[TEXT SHOWN Boundary: Start]

Hamilton served a variety of missions with distinction. During a 1969–1970 deployment to Vietnam, it interdicted weapons smugglers and fired more than 4,600 rounds in support of U.S. and South Vietnamese troops ashore. From 1965–1975, it served on Atlantic Ocean stations, collecting valuable oceanographic data and conducting frequent search and rescue missions. It also directed the interdictions of over 21,000 Haitian migrants throughout the Caribbean during Operation Able Manner. In 1994, it received the Coast Guard Meritorious Unit Commendation for rescuing 135 Haitians after their sailboat capsized and sank. In 1996, it transited the Panama Canal and served as the command and control platform for Operation Frontier Shield, a multi-agency effort to curtail the influx of narcotics into the United States. Hamilton intercepted 14 drug-laden vessels carrying more than 115 tons of contraband worth 200 million dollars. In 1999, Hamilton seized over 2,700 kg of cocaine bound for the U.S. in the Eastern Pacific Ocean. It frequently patrolled the Bering Sea off the Alaskan coast at the Maritime Boundary Line (MBL) which separates the Russian and the United States' exclusive economic zones (EEZ). Hamiltons presence on the MBL deters foreign fishing vessels from fishing in the U.S. EEZ.

In March 2007, Hamilton assisted in the largest recorded maritime drug bust in history. The two vessels intercepted the Panamanian-flagged fishing vessel Gatun in international waters and seized 20 metric ton of cocaine, with an estimated street value of $600 million. It was the largest drug bust in US history, and the largest interdiction at sea.

==Additional==
The U.S. Navy League Cadet Corps (NLCC) has a commissioned unit named after USCGC Hamilton. The unit's name is Training Ship Hamilton; it is located in San Pedro, California.

[TEXT SHOWN Boundary: End]
[DATASET ENTRIES Boundary: Start]

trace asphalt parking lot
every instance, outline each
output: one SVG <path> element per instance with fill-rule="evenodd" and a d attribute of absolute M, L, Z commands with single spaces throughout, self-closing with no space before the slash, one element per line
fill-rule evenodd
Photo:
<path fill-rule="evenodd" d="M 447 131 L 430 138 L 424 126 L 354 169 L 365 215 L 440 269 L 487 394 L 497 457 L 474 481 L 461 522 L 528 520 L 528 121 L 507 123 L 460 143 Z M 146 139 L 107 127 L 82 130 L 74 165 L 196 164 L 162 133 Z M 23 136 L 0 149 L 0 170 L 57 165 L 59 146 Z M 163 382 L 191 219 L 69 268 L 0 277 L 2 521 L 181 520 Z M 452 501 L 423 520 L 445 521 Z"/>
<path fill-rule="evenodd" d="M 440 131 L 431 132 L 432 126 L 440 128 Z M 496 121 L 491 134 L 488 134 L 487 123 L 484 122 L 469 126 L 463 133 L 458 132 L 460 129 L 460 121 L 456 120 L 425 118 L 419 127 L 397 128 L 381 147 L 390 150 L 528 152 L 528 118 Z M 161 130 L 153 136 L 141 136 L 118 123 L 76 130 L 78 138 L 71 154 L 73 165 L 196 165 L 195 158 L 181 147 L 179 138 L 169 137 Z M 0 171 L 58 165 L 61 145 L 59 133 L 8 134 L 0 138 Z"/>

[DATASET ENTRIES Boundary: End]

* _REQUIRED ACTION 1_: From the passage on the cutter Hamilton, please repeat everything from "In March 2007, Hamilton" down to "San Pedro, California.".
* _REQUIRED ACTION 2_:
Answer these questions using the passage on the cutter Hamilton:
(a) How many Haitians did Hamilton rescue in 1994 after their sailboat capsized and sank?
(b) What was the name of the Panamanian-flagged fishing vessel intercepted in March 2007?
(c) Where is the unit called Training Ship Hamilton located?

* _TASK RESPONSE 1_:
In March 2007, Hamilton assisted in the largest recorded maritime drug bust in history. The two vessels intercepted the Panamanian-flagged fishing vessel Gatun in international waters and seized 20 metric ton of cocaine, with an estimated street value of $600 million. It was the largest drug bust in US history, and the largest interdiction at sea.

==Additional==
The U.S. Navy League Cadet Corps (NLCC) has a commissioned unit named after USCGC Hamilton. The unit's name is Training Ship Hamilton; it is located in San Pedro, California.

* _TASK RESPONSE 2_:
(a) 135
(b) Gatun
(c) San Pedro, California